* **Work to complete**
Nothing other than the lines from the one containing "jacket with one point per instance." through the close of the entries below should be printed, each exactly.

= Beginning of Section =

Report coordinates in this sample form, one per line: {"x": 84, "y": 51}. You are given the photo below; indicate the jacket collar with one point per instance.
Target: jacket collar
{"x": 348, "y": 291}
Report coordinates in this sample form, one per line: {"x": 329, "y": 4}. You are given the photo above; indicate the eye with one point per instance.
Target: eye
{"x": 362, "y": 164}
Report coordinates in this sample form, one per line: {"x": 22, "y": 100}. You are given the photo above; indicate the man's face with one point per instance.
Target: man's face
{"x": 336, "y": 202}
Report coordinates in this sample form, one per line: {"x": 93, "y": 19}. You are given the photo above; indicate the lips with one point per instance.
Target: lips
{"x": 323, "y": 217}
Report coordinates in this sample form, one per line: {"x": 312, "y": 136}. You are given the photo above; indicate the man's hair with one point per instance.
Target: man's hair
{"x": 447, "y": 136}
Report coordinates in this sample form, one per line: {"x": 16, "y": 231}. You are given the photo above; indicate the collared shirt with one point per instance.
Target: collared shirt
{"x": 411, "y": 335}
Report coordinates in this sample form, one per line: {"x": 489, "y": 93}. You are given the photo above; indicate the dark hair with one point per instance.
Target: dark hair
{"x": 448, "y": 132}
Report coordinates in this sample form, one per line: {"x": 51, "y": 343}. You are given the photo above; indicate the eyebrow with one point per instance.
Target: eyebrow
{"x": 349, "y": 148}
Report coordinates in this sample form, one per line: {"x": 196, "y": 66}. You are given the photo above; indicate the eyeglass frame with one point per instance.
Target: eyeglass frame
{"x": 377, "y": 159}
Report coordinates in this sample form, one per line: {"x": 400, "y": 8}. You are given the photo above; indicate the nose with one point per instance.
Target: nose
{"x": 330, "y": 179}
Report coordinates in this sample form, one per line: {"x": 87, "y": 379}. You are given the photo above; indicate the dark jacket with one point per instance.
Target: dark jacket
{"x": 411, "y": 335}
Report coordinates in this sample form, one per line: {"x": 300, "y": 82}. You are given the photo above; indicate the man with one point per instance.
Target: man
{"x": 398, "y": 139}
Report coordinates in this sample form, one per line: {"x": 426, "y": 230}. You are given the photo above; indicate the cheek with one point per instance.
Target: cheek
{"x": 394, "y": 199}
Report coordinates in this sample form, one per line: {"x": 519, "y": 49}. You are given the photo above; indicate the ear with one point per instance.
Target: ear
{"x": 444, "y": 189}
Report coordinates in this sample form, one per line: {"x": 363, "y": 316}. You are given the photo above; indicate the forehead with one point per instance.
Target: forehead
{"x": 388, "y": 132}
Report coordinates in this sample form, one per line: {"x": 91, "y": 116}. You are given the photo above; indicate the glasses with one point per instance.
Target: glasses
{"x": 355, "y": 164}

= End of Section =

* **Your response**
Report coordinates in this sample form, one per line: {"x": 87, "y": 379}. You are given the photo above; indicate the dark jacket with one point per instance.
Target: dark jacket
{"x": 411, "y": 335}
Report coordinates in this sample form, one per line: {"x": 300, "y": 82}. You are given the photo above; indicate the man with one point per instance.
Target: man
{"x": 398, "y": 139}
Report coordinates in this sample form, one per line: {"x": 426, "y": 230}. You are given the photo above; indicate the cheek with one point per instance.
Target: cheek
{"x": 394, "y": 199}
Report coordinates in this sample form, one per line: {"x": 519, "y": 49}. You are given the photo above; indicate the ear with one point per instance.
Target: ear
{"x": 444, "y": 189}
Report coordinates in this sample form, one per line: {"x": 363, "y": 316}. You are given the photo above; indicate the forehead with one point per instance.
Target: forehead
{"x": 388, "y": 132}
Report coordinates in this sample form, one per line: {"x": 91, "y": 116}. You are given the photo above; indicate the glasses with one point per instance.
Target: glasses
{"x": 355, "y": 164}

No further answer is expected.